- [WHAT YOU ARE ASKED TO DO] State how many lines of the items below contain the word "floor"; reply with the number alone.
* * *
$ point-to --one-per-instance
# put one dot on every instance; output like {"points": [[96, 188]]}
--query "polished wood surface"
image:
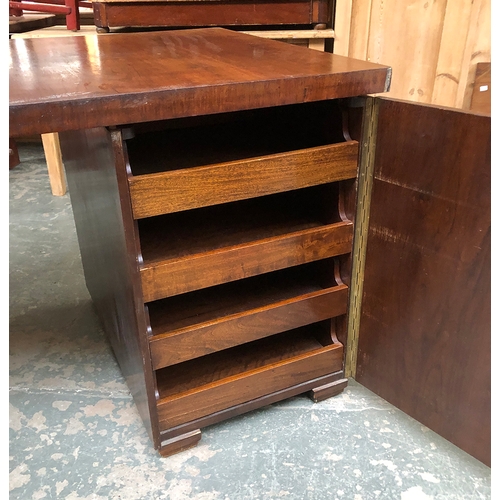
{"points": [[424, 339], [169, 277], [235, 295], [197, 388], [105, 228], [135, 77], [185, 189]]}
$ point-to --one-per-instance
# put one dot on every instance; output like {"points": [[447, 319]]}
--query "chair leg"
{"points": [[55, 166], [73, 18]]}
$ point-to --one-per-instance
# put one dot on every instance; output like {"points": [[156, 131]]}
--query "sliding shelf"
{"points": [[200, 248], [209, 320], [203, 386], [240, 156]]}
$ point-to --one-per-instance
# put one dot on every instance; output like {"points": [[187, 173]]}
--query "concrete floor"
{"points": [[75, 432]]}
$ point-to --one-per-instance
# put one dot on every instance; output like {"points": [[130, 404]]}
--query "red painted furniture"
{"points": [[70, 8]]}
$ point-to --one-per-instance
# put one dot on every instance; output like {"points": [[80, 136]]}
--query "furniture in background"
{"points": [[69, 8], [481, 93], [214, 210], [432, 47], [110, 14]]}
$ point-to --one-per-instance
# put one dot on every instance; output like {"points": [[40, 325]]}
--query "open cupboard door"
{"points": [[423, 342]]}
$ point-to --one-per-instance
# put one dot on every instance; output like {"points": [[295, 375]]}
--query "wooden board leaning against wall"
{"points": [[433, 47]]}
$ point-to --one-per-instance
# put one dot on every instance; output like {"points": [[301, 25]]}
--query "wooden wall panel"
{"points": [[425, 329], [433, 47]]}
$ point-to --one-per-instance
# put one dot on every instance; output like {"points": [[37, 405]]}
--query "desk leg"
{"points": [[55, 167]]}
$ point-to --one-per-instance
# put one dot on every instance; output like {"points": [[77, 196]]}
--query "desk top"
{"points": [[82, 82]]}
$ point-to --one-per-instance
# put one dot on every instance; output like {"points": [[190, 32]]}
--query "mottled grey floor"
{"points": [[75, 432]]}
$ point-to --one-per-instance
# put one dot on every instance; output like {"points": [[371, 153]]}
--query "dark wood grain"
{"points": [[98, 189], [181, 143], [171, 277], [168, 433], [207, 13], [136, 77], [207, 337], [424, 340], [199, 387], [210, 185]]}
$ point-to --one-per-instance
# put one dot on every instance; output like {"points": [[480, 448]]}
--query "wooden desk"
{"points": [[215, 177], [212, 187]]}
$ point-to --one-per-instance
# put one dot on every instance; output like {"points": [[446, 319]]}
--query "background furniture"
{"points": [[165, 13], [432, 47]]}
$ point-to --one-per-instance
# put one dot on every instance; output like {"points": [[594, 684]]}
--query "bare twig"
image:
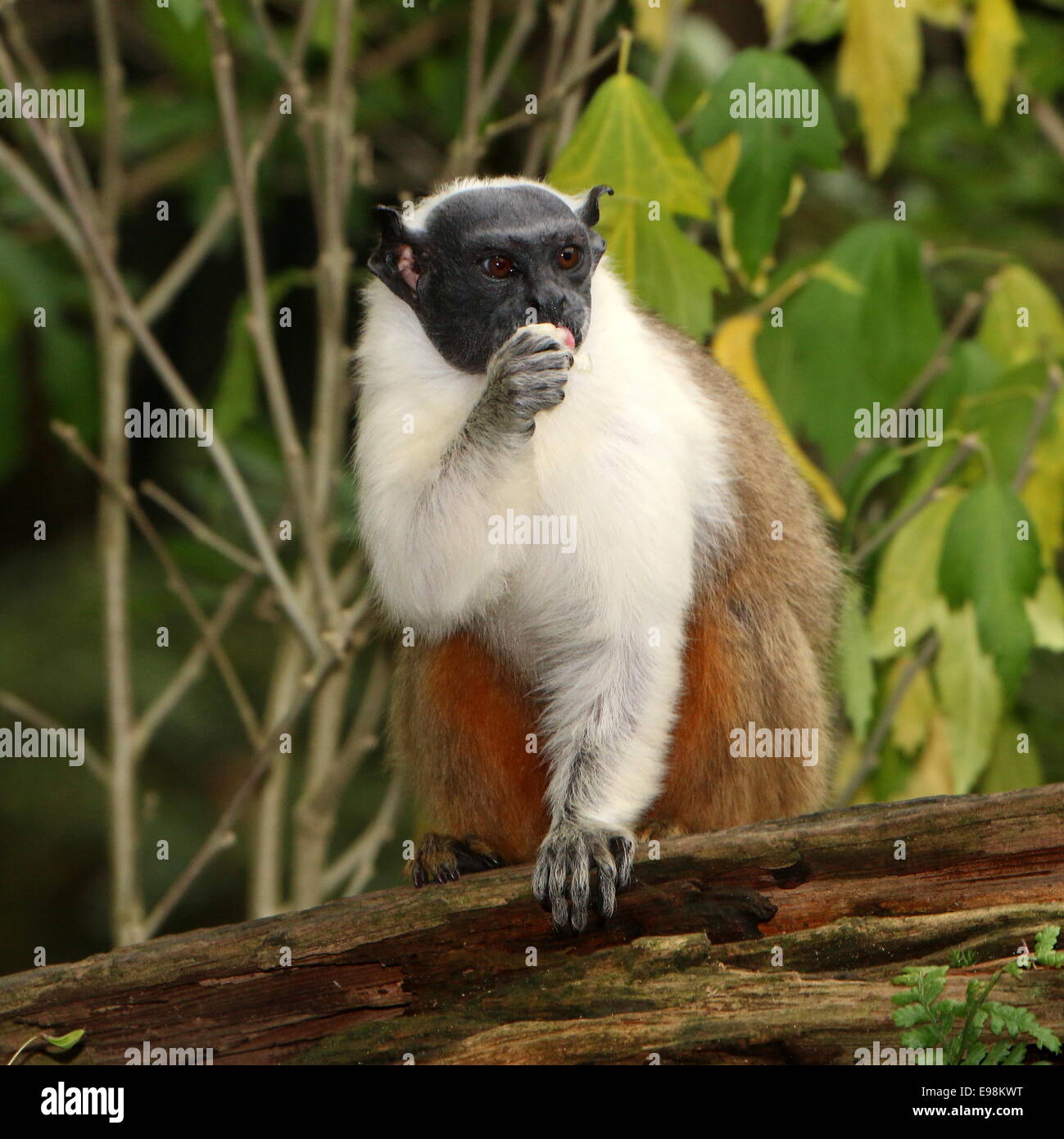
* * *
- [REPLY] 2